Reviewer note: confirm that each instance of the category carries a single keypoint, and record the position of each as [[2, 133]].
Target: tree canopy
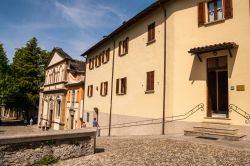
[[24, 76]]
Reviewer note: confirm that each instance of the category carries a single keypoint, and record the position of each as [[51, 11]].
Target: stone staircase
[[215, 130]]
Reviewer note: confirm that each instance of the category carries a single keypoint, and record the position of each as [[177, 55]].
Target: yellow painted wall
[[186, 76]]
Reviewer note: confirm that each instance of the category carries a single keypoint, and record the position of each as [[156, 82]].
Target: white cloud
[[88, 14]]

______________________________

Task to carry out:
The expected output is every entry, retyped exactly, with all pictures removed.

Result of this task:
Reviewer note: confirm that each instance of the category carries a single keypoint, and record the position of each as [[2, 133]].
Target: tree canopy
[[24, 76]]
Reviewer note: confirm that each instance of the category carries a single keypoint, and record the position of each as [[51, 11]].
Target: stone staircase
[[215, 130]]
Reviewer note: confirm that each instance of the category carries a single keypoint, and record the position of each as [[177, 55]].
Target: yellow painted wall
[[186, 76]]
Reviewer note: confirm that each instance of the category carries a single keypoint, and record the position of each as [[156, 82]].
Target: white cloud
[[88, 14]]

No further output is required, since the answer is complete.